Goal of the exercise –
Return, word for word, everything from the line containing "Would you be able to indicate the arched" down through the final line of the records below, including both ends.

* Start Record list *

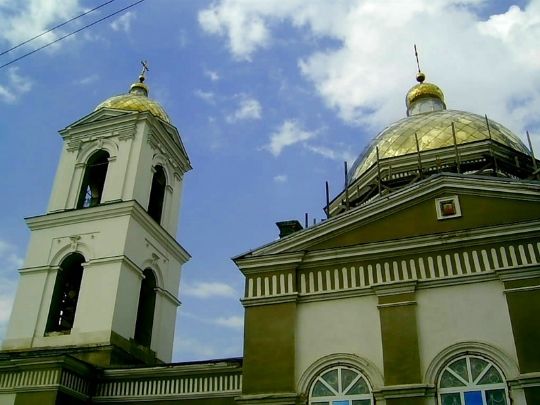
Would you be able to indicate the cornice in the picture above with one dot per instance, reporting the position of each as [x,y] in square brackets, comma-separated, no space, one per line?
[396,248]
[284,261]
[276,299]
[382,206]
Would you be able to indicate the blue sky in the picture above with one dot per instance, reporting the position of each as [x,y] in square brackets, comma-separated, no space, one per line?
[270,98]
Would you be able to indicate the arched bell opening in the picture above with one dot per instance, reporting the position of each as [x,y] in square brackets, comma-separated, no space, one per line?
[65,294]
[157,194]
[93,180]
[145,310]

* End Record list *

Exercise solution –
Would you be able to indicate the arched bell opening in the picture above with one dot per instance, reporting the position of each as [x,y] in square brackets, comma-separated, no space, one per line?
[65,294]
[157,194]
[93,180]
[145,310]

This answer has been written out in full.